» Assignment
Leaving out all pictures, restate word for word the lines from the one with "high-visibility yellow jacket." through the last line of the entries.

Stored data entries
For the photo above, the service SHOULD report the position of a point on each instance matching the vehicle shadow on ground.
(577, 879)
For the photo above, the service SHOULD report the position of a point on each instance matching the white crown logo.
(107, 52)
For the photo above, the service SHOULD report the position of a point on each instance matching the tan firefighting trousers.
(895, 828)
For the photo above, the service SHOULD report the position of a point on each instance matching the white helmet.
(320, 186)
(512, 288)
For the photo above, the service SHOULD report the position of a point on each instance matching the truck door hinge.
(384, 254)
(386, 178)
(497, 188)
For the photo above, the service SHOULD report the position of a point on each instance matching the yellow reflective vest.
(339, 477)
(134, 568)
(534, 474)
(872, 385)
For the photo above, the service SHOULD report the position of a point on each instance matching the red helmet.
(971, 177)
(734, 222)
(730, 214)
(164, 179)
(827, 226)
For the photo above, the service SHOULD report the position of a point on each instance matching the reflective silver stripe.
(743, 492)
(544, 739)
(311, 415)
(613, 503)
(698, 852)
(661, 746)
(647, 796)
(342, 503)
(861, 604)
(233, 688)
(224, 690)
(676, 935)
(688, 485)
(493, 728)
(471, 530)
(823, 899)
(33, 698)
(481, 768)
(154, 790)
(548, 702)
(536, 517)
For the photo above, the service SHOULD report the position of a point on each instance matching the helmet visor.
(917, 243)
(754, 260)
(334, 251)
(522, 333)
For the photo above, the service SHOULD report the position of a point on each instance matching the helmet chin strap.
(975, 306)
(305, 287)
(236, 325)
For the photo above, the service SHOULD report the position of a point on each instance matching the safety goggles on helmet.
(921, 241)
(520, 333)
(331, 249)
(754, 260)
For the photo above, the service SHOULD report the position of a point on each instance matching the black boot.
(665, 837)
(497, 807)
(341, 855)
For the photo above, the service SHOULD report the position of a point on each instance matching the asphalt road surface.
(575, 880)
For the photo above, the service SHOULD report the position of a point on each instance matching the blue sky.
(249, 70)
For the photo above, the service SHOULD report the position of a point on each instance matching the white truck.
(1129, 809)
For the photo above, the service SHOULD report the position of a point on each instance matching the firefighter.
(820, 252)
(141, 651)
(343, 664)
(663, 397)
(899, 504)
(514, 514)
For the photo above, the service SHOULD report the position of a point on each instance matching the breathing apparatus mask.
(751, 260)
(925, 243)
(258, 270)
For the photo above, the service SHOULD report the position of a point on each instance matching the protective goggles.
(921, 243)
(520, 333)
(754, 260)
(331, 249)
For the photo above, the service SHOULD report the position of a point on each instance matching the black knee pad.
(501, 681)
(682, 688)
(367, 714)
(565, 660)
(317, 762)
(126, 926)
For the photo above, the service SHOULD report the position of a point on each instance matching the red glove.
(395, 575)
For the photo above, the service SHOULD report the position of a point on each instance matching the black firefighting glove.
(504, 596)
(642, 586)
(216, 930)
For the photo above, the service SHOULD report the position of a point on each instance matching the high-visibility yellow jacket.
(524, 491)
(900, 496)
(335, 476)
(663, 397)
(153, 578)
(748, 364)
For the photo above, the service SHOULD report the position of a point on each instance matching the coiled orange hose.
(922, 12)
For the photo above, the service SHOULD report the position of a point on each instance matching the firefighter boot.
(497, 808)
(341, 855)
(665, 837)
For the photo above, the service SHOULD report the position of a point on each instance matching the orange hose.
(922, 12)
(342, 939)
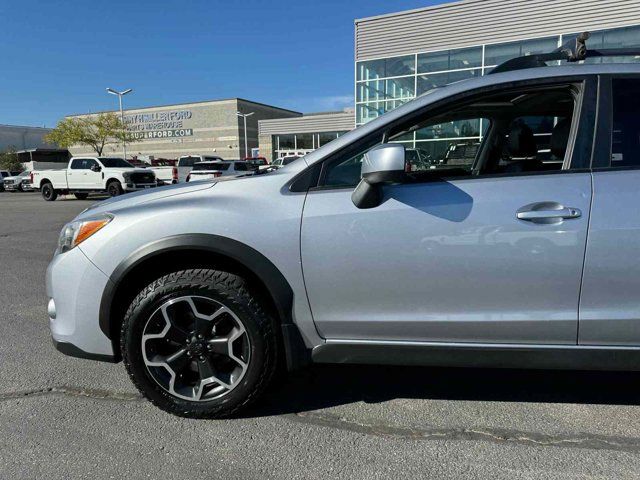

» Output of the task
For the photo above, the service SHOULD report the position of a point on each instance matching the high-visibility yellow jacket.
(524, 491)
(900, 496)
(335, 476)
(663, 397)
(153, 578)
(748, 364)
For the photo above, the service SHOULD report the position of a point on each instance matching the coiled orange hose.
(922, 12)
For the photo above, the service SHOULD report the position of a point on each instance matching the firefighter boot.
(497, 808)
(341, 855)
(665, 837)
For the photo above, the service SHOULD report the position of a point on each instance matching the orange hose.
(922, 12)
(342, 939)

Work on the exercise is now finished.